## START
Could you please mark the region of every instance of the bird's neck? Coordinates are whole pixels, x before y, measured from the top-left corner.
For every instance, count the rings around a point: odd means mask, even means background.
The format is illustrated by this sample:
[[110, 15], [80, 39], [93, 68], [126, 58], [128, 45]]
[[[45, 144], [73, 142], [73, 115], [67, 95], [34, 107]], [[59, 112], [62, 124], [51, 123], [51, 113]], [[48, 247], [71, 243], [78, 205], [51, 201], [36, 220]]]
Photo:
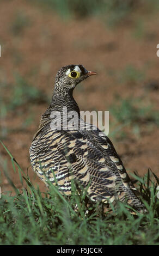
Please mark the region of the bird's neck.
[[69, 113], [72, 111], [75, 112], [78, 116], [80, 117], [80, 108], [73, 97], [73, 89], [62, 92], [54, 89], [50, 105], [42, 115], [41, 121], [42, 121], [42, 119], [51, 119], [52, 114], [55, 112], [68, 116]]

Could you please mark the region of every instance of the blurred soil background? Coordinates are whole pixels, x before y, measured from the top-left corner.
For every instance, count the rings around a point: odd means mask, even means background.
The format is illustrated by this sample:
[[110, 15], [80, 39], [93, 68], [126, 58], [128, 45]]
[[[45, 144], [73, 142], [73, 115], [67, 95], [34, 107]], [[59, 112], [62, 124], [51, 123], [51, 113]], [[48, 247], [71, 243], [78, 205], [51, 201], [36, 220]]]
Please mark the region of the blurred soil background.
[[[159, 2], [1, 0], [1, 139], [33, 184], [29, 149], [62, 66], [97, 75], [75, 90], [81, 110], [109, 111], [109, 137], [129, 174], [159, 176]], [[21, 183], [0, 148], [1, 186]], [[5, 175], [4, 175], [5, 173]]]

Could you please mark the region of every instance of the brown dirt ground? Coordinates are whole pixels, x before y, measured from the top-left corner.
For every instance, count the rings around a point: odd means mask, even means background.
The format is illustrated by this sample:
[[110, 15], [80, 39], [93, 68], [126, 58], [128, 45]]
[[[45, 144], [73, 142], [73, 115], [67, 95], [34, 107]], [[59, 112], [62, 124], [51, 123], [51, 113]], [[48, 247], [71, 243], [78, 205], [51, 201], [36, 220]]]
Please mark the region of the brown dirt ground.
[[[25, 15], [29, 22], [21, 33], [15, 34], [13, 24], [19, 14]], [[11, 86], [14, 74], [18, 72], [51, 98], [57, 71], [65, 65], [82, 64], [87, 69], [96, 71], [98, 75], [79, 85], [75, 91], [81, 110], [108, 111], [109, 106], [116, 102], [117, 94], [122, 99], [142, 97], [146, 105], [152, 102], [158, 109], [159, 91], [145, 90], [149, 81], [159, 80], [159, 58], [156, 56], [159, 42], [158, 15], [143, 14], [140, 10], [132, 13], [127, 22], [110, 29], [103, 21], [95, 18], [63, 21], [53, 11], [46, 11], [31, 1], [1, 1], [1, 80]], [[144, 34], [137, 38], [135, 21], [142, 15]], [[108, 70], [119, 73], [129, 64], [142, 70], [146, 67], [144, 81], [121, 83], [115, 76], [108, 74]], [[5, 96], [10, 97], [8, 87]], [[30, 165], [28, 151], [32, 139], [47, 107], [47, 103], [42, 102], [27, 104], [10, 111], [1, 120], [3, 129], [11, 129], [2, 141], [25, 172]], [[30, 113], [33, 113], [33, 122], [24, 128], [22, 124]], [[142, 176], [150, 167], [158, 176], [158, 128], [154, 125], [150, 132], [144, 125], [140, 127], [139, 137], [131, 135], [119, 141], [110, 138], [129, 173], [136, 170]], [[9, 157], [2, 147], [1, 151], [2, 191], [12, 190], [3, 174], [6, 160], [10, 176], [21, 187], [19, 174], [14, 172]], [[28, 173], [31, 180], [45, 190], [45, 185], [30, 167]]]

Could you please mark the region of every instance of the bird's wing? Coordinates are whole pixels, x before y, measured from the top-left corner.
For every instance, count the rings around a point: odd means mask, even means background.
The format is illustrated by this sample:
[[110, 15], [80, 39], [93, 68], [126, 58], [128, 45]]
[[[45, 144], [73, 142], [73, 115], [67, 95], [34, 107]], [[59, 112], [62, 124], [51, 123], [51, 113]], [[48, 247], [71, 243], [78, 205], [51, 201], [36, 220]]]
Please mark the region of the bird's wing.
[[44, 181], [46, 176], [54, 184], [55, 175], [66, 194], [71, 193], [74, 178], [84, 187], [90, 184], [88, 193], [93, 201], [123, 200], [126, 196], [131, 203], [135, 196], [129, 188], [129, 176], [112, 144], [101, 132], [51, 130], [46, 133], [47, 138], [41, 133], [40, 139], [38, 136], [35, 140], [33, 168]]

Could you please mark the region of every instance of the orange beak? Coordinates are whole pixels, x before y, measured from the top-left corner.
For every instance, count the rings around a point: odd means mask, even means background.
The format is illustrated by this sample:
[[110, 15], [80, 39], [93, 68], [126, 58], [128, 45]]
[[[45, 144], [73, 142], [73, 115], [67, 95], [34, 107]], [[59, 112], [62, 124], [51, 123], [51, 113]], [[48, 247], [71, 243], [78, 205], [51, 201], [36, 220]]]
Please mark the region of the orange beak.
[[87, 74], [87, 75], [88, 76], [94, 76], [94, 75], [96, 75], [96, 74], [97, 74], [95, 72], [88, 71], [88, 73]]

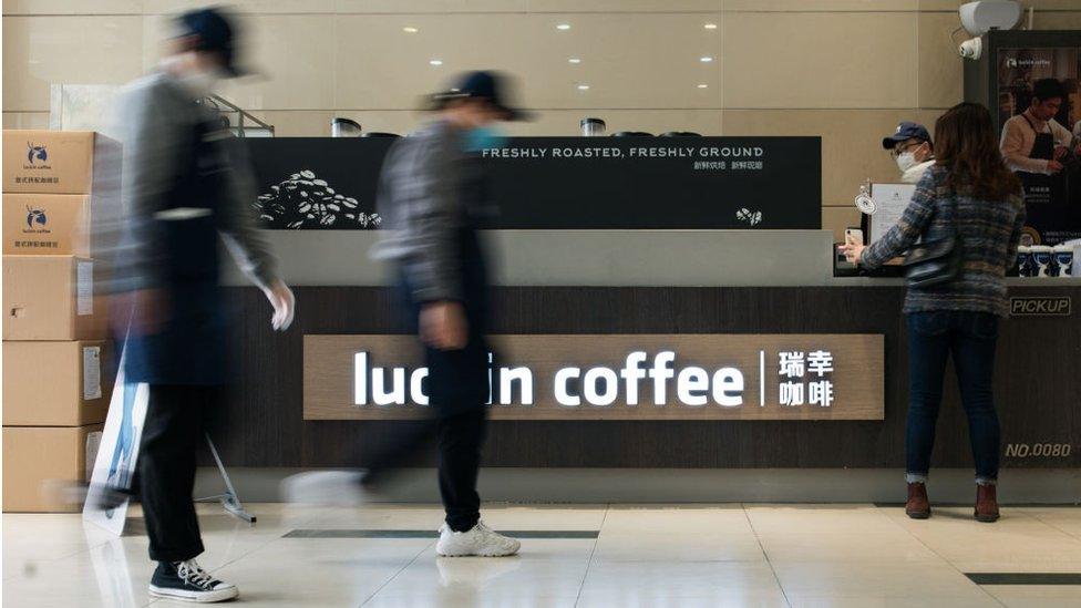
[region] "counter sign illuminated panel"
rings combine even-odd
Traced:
## END
### Written instruction
Copy every item above verbatim, leaving out the pictures.

### Solution for this exercise
Could you please mark the region of every instance of the bird's neck? Coordinates are whole pixels, x before y, measured from the top-left corner.
For every instance, count the rings around a point: odd means mask, even means background.
The format is illustrated by this sample:
[[110, 15], [80, 39], [93, 68], [126, 58], [128, 45]]
[[[45, 144], [73, 142], [73, 115], [67, 95], [34, 107]], [[59, 112], [62, 124], [51, 123], [51, 113]], [[48, 247], [71, 243], [78, 205], [51, 201], [36, 220]]]
Photo:
Please mark the region of the bird's neck.
[[69, 113], [72, 111], [75, 112], [78, 116], [80, 117], [80, 108], [73, 97], [73, 89], [62, 92], [54, 89], [50, 105], [42, 115], [41, 121], [42, 121], [42, 119], [51, 119], [52, 114], [55, 112], [68, 116]]

Could you please mark the region of every instance of the blurred soil background? Coordinates are whole pixels, x before y, measured from the top-left corner.
For every instance, count the rings around a point: odd means mask, even means background.
The format is illustrated by this sample:
[[110, 15], [80, 39], [93, 68], [126, 58], [128, 45]]
[[[45, 144], [73, 142], [73, 115], [67, 95], [34, 107]], [[59, 112], [62, 124], [51, 123], [51, 113]], [[48, 247], [71, 243], [78, 205], [51, 201], [36, 220]]]
Please mark the region of the blurred soil background.
[[[159, 2], [1, 0], [1, 139], [33, 184], [29, 149], [62, 66], [97, 75], [75, 90], [81, 110], [109, 111], [109, 137], [129, 174], [159, 176]], [[21, 183], [0, 148], [1, 186]], [[5, 175], [4, 175], [5, 173]]]

Could you please mark the region of every instance of the brown dirt ground? Coordinates are whole pixels, x before y, measured from the top-left corner.
For every instance, count the rings around a point: odd means mask, even means background.
The format is illustrated by this sample:
[[110, 15], [80, 39], [93, 68], [126, 58], [128, 45]]
[[[45, 144], [73, 142], [73, 115], [67, 95], [34, 107]], [[59, 112], [62, 124], [51, 123], [51, 113]], [[48, 247], [71, 243], [78, 205], [51, 201], [36, 220]]]
Please mark the region of the brown dirt ground.
[[[25, 15], [29, 22], [21, 33], [15, 34], [13, 24], [19, 14]], [[11, 86], [14, 74], [18, 72], [51, 98], [57, 71], [65, 65], [82, 64], [87, 69], [96, 71], [98, 75], [79, 85], [75, 91], [81, 110], [108, 111], [109, 106], [116, 102], [117, 94], [122, 99], [142, 97], [146, 105], [152, 102], [158, 109], [159, 91], [145, 90], [149, 81], [159, 80], [159, 58], [156, 56], [159, 42], [158, 15], [143, 14], [140, 10], [132, 13], [127, 22], [110, 29], [103, 21], [95, 18], [63, 21], [53, 11], [46, 11], [31, 1], [1, 1], [1, 80]], [[144, 34], [137, 38], [135, 21], [142, 15]], [[108, 70], [119, 73], [129, 64], [142, 70], [146, 67], [144, 81], [121, 83], [115, 76], [108, 74]], [[5, 96], [10, 97], [8, 87]], [[30, 165], [28, 151], [32, 139], [47, 107], [47, 103], [42, 102], [27, 104], [10, 111], [1, 120], [3, 129], [11, 129], [2, 141], [25, 172]], [[30, 113], [33, 113], [33, 122], [24, 128], [22, 124]], [[142, 176], [150, 167], [158, 176], [158, 128], [154, 125], [150, 132], [144, 125], [140, 127], [139, 137], [131, 135], [119, 141], [110, 138], [129, 173], [136, 170]], [[9, 157], [2, 147], [1, 151], [2, 191], [12, 190], [3, 174], [6, 160], [10, 176], [21, 187], [19, 174], [14, 172]], [[28, 173], [31, 180], [45, 190], [45, 185], [30, 167]]]

Could you please mark the region of every instance of the bird's wing? Coordinates are whole pixels, x before y, measured from the top-left corner.
For every instance, count the rings around a point: odd means mask, even means background.
The format is illustrated by this sample:
[[110, 15], [80, 39], [93, 68], [126, 58], [128, 45]]
[[[45, 144], [73, 142], [73, 115], [67, 95], [34, 107]], [[59, 112], [62, 124], [51, 123], [51, 113]], [[48, 247], [71, 243], [78, 205], [51, 201], [36, 220]]]
Please mark the region of the bird's wing.
[[44, 181], [46, 176], [54, 184], [55, 175], [66, 194], [71, 193], [74, 178], [84, 187], [90, 184], [88, 193], [93, 201], [123, 200], [126, 196], [131, 203], [135, 196], [129, 188], [129, 176], [112, 144], [101, 132], [51, 130], [46, 133], [47, 138], [41, 133], [40, 139], [38, 136], [35, 140], [33, 168]]

Could you please mark the region of every instance of the orange beak? Coordinates are whole pixels, x before y, measured from the top-left corner.
For every instance, count the rings around a point: odd means mask, even means background.
The format is illustrated by this sample:
[[110, 15], [80, 39], [93, 68], [126, 58], [128, 45]]
[[[45, 144], [73, 142], [73, 115], [67, 95], [34, 107]], [[59, 112], [62, 124], [51, 123], [51, 113]], [[48, 247], [71, 243], [78, 205], [51, 201], [36, 220]]]
Please mark the region of the orange beak.
[[87, 74], [87, 75], [88, 76], [94, 76], [94, 75], [96, 75], [96, 74], [97, 74], [95, 72], [88, 71], [88, 73]]

[region] "counter sign illuminated panel"
rings combine even-odd
Traced:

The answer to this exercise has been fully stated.